Using the entries below, return word for word the lines from the one containing "Where can the outstretched" up to and including the last.

(PROVIDED DATA Opens)

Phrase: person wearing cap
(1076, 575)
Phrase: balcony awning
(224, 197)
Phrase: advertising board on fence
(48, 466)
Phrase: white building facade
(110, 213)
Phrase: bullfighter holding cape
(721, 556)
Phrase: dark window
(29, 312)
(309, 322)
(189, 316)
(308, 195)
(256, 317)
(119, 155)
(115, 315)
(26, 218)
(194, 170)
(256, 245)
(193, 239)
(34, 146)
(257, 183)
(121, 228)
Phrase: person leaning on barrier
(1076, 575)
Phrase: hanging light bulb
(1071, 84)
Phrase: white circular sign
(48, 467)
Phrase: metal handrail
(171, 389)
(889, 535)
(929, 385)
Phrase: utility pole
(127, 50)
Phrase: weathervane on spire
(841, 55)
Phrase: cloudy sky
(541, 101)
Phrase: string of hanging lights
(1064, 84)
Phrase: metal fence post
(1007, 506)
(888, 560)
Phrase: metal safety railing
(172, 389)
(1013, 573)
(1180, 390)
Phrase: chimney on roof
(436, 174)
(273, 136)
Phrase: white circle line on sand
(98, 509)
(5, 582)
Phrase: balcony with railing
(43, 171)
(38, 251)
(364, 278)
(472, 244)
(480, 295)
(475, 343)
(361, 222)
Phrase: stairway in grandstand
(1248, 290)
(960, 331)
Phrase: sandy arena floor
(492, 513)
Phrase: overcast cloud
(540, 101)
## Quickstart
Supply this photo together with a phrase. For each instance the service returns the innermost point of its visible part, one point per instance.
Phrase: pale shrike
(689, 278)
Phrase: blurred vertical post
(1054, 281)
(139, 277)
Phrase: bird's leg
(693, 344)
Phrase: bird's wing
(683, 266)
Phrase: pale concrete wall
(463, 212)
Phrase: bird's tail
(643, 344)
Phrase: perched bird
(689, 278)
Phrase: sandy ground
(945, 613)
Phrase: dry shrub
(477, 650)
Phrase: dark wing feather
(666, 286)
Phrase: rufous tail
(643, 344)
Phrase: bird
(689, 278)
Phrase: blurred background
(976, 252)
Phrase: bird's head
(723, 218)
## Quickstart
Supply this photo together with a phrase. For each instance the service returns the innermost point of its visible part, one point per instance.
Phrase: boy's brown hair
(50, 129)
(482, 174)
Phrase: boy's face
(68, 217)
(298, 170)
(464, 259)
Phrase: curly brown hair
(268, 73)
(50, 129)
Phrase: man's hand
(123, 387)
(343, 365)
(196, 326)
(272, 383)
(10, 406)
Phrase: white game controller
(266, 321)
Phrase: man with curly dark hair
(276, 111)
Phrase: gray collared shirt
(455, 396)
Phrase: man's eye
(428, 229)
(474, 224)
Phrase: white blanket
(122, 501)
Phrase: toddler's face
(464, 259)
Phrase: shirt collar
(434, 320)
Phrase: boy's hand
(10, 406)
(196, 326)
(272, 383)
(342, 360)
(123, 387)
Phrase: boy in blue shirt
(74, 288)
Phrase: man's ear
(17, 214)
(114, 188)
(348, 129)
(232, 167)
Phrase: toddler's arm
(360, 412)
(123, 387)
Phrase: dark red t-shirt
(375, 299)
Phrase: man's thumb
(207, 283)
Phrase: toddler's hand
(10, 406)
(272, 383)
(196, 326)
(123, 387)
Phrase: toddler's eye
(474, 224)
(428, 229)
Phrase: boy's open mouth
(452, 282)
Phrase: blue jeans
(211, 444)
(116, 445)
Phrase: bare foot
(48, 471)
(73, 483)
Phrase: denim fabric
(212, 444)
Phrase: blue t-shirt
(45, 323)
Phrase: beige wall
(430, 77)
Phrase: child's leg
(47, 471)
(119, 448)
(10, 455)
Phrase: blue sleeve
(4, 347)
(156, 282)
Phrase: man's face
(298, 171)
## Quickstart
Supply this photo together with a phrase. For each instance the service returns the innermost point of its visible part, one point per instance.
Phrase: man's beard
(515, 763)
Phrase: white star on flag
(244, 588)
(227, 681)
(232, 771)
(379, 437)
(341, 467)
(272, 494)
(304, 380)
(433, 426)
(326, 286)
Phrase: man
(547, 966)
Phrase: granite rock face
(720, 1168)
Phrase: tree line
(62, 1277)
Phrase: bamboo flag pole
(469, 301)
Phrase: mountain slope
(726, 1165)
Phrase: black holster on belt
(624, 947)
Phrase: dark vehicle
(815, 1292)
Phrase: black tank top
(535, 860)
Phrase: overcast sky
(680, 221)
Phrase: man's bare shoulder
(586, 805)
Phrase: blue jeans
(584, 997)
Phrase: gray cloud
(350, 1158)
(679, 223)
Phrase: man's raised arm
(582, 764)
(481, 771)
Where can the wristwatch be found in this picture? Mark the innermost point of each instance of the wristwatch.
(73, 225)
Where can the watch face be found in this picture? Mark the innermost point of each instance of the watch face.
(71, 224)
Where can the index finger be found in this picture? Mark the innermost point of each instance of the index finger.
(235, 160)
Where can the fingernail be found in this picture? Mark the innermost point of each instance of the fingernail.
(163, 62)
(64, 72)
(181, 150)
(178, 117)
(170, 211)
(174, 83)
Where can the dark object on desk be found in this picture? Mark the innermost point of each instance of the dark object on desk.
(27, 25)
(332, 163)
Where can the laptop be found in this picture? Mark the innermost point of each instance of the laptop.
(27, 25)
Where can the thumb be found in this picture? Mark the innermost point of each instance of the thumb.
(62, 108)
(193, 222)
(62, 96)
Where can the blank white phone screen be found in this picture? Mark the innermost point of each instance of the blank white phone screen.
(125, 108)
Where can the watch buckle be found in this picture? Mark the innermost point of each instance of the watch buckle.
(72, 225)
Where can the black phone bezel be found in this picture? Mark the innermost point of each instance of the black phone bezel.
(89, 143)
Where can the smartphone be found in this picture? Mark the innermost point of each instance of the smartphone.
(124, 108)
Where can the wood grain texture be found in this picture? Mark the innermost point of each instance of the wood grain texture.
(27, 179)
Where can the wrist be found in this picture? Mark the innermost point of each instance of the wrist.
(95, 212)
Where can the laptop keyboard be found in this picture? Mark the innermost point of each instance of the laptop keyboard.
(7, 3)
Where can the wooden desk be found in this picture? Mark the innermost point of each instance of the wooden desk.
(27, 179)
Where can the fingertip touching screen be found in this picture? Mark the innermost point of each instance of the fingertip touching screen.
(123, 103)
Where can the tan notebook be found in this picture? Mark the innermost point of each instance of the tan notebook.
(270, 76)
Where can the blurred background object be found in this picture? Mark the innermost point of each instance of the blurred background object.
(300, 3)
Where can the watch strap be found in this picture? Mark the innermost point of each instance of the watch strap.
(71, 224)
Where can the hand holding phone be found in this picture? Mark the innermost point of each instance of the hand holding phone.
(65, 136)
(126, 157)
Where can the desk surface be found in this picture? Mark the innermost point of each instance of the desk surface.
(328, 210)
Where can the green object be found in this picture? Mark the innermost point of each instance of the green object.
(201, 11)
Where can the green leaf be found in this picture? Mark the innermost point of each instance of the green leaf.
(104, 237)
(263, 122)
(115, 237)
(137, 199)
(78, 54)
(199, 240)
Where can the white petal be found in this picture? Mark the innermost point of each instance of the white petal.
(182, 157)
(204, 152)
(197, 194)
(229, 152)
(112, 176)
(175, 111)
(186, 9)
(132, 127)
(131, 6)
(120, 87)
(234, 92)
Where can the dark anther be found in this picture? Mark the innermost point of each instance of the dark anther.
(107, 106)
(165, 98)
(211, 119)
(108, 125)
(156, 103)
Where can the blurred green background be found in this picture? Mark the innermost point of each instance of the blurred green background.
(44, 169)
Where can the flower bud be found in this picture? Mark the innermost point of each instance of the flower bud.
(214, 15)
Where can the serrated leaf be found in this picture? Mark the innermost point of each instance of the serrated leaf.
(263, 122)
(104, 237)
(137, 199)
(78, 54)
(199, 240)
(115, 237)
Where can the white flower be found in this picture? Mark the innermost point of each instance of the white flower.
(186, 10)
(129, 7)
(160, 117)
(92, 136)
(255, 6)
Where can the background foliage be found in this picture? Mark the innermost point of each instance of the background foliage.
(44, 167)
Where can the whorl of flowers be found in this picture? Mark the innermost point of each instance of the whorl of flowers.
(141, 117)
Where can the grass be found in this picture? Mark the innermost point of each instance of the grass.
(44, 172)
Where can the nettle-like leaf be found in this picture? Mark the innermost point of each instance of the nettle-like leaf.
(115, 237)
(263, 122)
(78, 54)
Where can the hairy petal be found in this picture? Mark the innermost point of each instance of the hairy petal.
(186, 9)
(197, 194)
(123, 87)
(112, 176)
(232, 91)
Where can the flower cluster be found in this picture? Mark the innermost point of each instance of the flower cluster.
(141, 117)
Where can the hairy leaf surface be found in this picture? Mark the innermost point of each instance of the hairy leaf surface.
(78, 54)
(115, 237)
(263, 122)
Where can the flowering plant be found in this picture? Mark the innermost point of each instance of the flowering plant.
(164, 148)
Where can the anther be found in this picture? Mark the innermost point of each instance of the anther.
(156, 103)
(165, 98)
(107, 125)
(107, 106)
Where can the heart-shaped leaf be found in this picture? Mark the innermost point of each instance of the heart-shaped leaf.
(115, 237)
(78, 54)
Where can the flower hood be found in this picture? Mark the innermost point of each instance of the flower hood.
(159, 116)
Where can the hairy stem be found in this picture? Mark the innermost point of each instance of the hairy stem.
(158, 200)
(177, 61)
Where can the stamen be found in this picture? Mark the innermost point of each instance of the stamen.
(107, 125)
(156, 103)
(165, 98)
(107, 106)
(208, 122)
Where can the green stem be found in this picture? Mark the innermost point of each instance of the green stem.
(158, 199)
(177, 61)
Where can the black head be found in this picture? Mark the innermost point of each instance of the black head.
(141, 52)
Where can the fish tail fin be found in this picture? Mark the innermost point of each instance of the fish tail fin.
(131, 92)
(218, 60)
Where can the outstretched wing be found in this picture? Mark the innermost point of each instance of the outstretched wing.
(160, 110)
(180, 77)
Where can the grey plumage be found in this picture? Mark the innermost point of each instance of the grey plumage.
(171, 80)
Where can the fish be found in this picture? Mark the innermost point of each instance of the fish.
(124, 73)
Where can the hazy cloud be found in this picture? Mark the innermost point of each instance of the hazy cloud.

(PROVIDED DATA Closes)

### TASK OUTPUT
Where can the outstretched wing be found in this picture? Mark the innermost point of each instance of the outstretched wing.
(160, 110)
(180, 77)
Where can the grey plumage be found in this picture? Mark the innermost point of each instance of the grey plumage.
(171, 80)
Where can the fish be found in this picture? Mark the innermost point of each instance of the fish.
(124, 73)
Where can the hazy cloud be found in this picture? Mark the innermost point of each instance of the hazy cloud.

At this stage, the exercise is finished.